# YOUR TASK
Rewrite the material below, replacing "distant forest" with "far woodland" wherever it occurs and leaving everything else as it is.

# DATA FOR THE TASK
:::::
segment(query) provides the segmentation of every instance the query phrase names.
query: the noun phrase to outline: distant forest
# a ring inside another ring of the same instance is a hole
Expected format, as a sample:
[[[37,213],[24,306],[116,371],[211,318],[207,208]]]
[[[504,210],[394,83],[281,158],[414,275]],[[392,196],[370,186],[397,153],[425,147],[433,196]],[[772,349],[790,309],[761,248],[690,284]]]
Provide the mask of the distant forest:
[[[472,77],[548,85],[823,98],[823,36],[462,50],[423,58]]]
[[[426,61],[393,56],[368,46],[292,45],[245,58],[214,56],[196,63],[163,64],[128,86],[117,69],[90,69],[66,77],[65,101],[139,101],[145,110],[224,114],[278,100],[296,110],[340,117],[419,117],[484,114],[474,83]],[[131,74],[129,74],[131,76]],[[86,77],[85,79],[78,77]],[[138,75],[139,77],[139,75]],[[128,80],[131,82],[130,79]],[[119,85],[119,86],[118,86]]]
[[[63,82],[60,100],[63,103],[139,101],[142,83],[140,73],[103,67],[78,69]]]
:::::
# REPLY TO THE TASK
segment(query) provides the segmentation of every instance the query phrase names.
query: the noun phrase to outline: far woodland
# a ring inside another ring of the same instance is a hole
Expected format, as a sample:
[[[37,213],[24,306],[116,371],[211,318],[207,208]]]
[[[504,210],[394,83],[281,158],[414,275]],[[392,196],[370,186],[397,153],[425,147],[433,196]],[[772,349],[790,309],[761,248],[690,284]]]
Provide the mask of the far woodland:
[[[472,77],[548,85],[823,98],[823,36],[462,50],[423,58]]]
[[[426,61],[393,56],[368,46],[292,45],[245,58],[214,56],[196,63],[163,64],[128,86],[117,69],[90,69],[66,77],[65,101],[139,101],[145,110],[224,114],[278,100],[296,110],[340,117],[419,117],[484,114],[474,83]],[[131,74],[129,74],[131,76]],[[86,77],[85,79],[78,77]],[[138,75],[139,77],[139,75]],[[128,80],[131,82],[130,79]],[[119,85],[119,86],[118,86]]]
[[[63,82],[60,100],[63,103],[139,101],[142,83],[140,73],[103,67],[78,69]]]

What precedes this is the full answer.